> **WHAT TO DO**: Please collect every line of the material below that contains the string "vase", matching case exactly.
+++ DATA TO PROCESS +++
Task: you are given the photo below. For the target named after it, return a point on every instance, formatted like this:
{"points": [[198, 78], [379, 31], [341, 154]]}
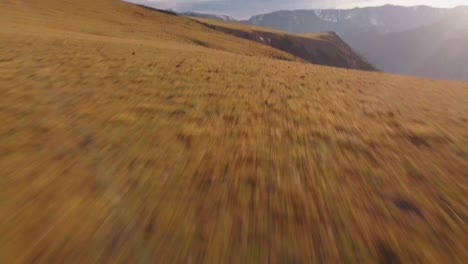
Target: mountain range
{"points": [[418, 40]]}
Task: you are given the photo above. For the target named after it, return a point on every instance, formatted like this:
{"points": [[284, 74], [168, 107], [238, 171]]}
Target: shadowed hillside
{"points": [[134, 136], [319, 48]]}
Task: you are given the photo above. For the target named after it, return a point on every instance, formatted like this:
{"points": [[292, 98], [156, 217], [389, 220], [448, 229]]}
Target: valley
{"points": [[131, 135]]}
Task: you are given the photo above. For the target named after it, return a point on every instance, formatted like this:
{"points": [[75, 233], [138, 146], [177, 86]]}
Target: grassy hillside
{"points": [[318, 48], [124, 139]]}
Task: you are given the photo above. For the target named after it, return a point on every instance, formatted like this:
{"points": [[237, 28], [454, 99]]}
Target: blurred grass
{"points": [[138, 146]]}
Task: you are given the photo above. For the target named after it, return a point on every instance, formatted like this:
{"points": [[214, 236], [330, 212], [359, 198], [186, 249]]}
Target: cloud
{"points": [[246, 8]]}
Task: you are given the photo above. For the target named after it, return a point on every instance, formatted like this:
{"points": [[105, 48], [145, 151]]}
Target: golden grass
{"points": [[138, 146]]}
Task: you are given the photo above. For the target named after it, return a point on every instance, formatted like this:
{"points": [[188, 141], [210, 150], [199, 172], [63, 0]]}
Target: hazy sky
{"points": [[246, 8]]}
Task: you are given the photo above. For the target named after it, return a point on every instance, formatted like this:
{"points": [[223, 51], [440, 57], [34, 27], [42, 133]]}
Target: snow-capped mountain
{"points": [[383, 19], [417, 40]]}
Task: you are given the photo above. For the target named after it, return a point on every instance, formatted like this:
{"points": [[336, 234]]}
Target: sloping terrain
{"points": [[124, 140], [319, 48], [416, 40]]}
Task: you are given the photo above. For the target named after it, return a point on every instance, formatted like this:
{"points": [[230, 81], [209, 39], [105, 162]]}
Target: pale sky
{"points": [[247, 8]]}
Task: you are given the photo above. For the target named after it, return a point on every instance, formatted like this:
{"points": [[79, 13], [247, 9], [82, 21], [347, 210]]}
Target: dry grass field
{"points": [[132, 136]]}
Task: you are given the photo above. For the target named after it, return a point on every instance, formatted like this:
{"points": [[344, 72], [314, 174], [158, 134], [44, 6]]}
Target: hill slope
{"points": [[125, 139], [415, 40], [320, 48]]}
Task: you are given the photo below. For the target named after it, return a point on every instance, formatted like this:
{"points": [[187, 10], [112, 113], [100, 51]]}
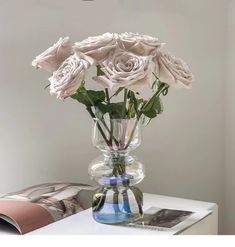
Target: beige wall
{"points": [[229, 164], [43, 139]]}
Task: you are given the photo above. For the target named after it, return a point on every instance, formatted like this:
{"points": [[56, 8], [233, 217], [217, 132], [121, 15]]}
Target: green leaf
{"points": [[154, 108], [114, 109], [96, 96], [151, 113]]}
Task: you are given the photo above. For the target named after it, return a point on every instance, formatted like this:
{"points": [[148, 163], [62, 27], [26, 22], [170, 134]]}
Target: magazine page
{"points": [[172, 221], [43, 204]]}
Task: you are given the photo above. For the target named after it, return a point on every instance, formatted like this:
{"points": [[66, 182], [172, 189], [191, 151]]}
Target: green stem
{"points": [[124, 103], [162, 87], [99, 127]]}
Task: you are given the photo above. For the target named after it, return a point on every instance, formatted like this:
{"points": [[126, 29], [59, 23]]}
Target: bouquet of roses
{"points": [[125, 64]]}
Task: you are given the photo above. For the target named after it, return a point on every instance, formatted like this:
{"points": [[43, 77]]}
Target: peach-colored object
{"points": [[21, 212]]}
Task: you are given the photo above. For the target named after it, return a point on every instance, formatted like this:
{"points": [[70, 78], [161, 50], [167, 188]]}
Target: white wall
{"points": [[43, 139]]}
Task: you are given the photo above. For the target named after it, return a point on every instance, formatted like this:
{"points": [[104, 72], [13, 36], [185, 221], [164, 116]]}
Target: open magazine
{"points": [[43, 204], [171, 221]]}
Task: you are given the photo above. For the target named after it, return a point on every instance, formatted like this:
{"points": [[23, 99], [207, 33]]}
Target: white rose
{"points": [[97, 47], [66, 80], [125, 69], [139, 44], [173, 71], [51, 59]]}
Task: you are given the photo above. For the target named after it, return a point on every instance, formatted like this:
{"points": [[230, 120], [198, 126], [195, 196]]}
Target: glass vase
{"points": [[117, 172]]}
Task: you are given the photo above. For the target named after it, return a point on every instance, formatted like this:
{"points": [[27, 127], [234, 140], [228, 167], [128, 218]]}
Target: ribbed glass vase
{"points": [[117, 172]]}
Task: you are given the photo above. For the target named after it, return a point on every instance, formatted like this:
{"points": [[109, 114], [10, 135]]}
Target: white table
{"points": [[83, 223]]}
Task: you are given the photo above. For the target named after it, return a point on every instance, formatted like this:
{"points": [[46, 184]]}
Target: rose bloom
{"points": [[66, 80], [139, 44], [97, 47], [173, 71], [51, 59], [125, 69]]}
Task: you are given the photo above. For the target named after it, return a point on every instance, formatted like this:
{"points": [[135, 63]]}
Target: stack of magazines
{"points": [[43, 204]]}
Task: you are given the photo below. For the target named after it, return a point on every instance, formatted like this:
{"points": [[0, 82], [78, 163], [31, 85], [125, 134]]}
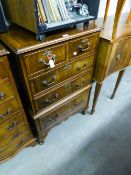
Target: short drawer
{"points": [[8, 108], [17, 133], [63, 112], [6, 92], [4, 68], [37, 61], [11, 124], [62, 92], [83, 64], [11, 149], [83, 45]]}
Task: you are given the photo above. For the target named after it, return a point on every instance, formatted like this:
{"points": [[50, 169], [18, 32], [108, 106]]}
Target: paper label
{"points": [[51, 63]]}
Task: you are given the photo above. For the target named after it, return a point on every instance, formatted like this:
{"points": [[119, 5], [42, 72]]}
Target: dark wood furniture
{"points": [[54, 94], [114, 51], [15, 133]]}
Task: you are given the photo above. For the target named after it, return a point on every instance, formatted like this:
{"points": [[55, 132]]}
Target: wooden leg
{"points": [[121, 73], [87, 106], [97, 92]]}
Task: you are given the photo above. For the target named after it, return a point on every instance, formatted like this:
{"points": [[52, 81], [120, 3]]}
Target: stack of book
{"points": [[52, 11]]}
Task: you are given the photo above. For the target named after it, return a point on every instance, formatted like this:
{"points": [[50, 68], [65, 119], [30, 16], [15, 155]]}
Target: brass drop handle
{"points": [[55, 96], [45, 82], [15, 136], [50, 56], [2, 116], [81, 68], [12, 126], [78, 104], [20, 143], [2, 95], [84, 46], [118, 57]]}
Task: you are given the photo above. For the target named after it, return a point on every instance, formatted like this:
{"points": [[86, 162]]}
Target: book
{"points": [[41, 10]]}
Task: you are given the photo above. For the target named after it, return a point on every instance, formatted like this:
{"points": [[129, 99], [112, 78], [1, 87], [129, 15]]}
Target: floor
{"points": [[85, 145]]}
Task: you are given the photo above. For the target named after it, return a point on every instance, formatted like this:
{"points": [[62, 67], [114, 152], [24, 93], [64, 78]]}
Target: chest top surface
{"points": [[123, 29], [21, 41], [3, 51]]}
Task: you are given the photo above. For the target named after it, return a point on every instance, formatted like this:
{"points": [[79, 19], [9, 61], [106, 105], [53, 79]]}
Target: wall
{"points": [[112, 8]]}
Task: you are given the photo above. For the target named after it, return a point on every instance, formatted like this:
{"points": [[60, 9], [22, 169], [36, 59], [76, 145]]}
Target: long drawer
{"points": [[50, 79], [61, 92], [48, 121], [39, 60], [11, 124], [8, 108], [15, 146], [6, 92], [16, 133]]}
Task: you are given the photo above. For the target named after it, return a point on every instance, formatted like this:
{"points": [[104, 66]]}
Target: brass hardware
{"points": [[45, 82], [2, 116], [11, 127]]}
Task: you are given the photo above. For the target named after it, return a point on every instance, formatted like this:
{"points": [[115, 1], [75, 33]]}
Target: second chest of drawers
{"points": [[54, 94]]}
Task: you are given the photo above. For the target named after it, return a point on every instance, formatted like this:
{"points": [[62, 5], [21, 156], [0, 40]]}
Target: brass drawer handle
{"points": [[50, 56], [2, 95], [84, 46], [45, 82], [2, 116], [20, 143], [78, 104], [81, 68], [15, 136], [55, 96], [118, 57], [12, 126]]}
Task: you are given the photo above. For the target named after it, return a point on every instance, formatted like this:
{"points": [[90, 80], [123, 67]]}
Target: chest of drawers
{"points": [[15, 133], [54, 94]]}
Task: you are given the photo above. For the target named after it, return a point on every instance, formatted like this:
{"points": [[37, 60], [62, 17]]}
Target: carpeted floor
{"points": [[85, 145]]}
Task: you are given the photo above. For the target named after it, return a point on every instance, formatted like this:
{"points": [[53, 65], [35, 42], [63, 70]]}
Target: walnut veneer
{"points": [[15, 133], [114, 51], [54, 94]]}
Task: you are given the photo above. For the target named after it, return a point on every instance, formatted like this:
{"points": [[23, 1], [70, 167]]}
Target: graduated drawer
{"points": [[11, 124], [6, 92], [83, 45], [17, 133], [8, 108], [4, 68], [15, 146], [120, 58], [63, 112], [48, 80], [37, 61], [61, 92]]}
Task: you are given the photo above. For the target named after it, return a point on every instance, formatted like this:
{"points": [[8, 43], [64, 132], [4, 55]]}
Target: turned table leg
{"points": [[97, 92], [121, 73]]}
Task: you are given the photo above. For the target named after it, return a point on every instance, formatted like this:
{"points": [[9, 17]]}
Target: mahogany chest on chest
{"points": [[15, 133], [50, 94]]}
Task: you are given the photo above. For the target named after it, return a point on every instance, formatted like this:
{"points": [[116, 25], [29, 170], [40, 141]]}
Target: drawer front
{"points": [[62, 92], [6, 92], [119, 60], [4, 66], [38, 61], [15, 146], [60, 114], [8, 108], [11, 124], [83, 65], [17, 133], [48, 80], [83, 45]]}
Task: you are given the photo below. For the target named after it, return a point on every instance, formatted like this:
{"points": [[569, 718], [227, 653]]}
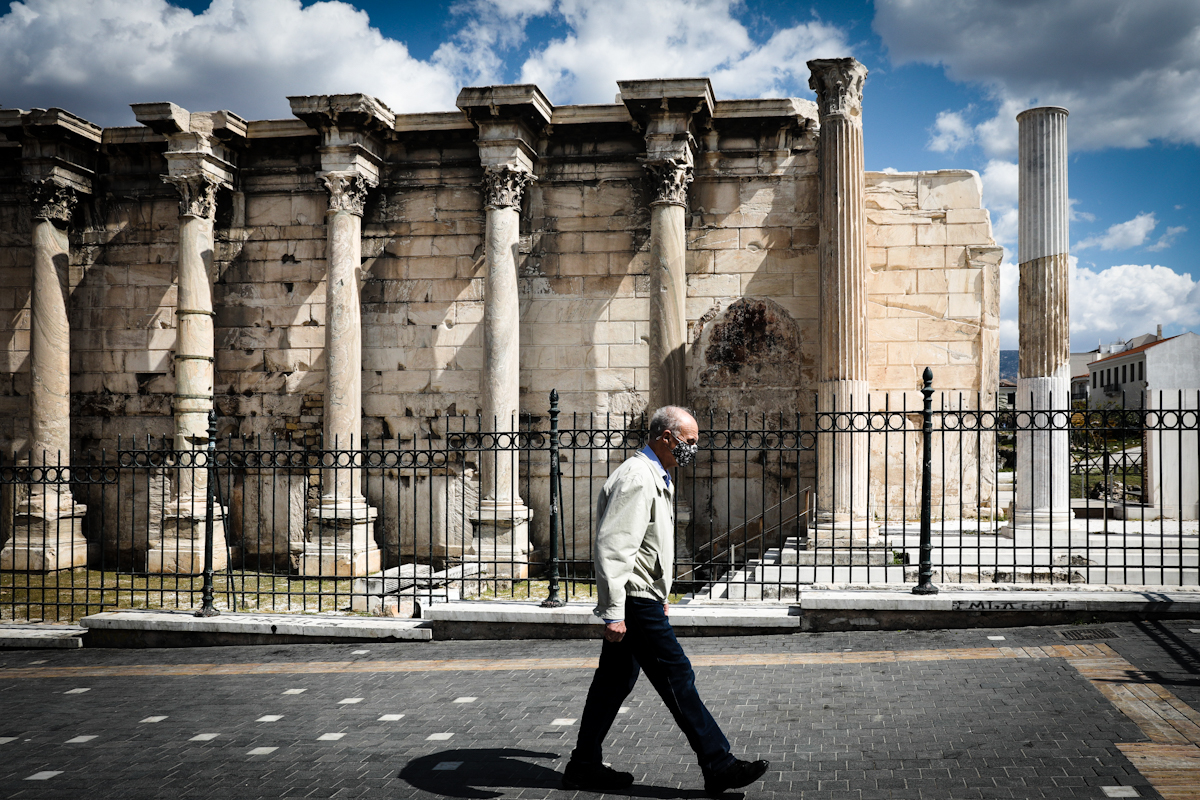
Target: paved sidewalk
{"points": [[933, 714]]}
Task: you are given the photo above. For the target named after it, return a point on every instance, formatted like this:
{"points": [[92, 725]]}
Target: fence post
{"points": [[208, 608], [927, 458], [553, 600]]}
+++
> **RESULT BELOW**:
Target: glass vase
Target: ribbed glass vase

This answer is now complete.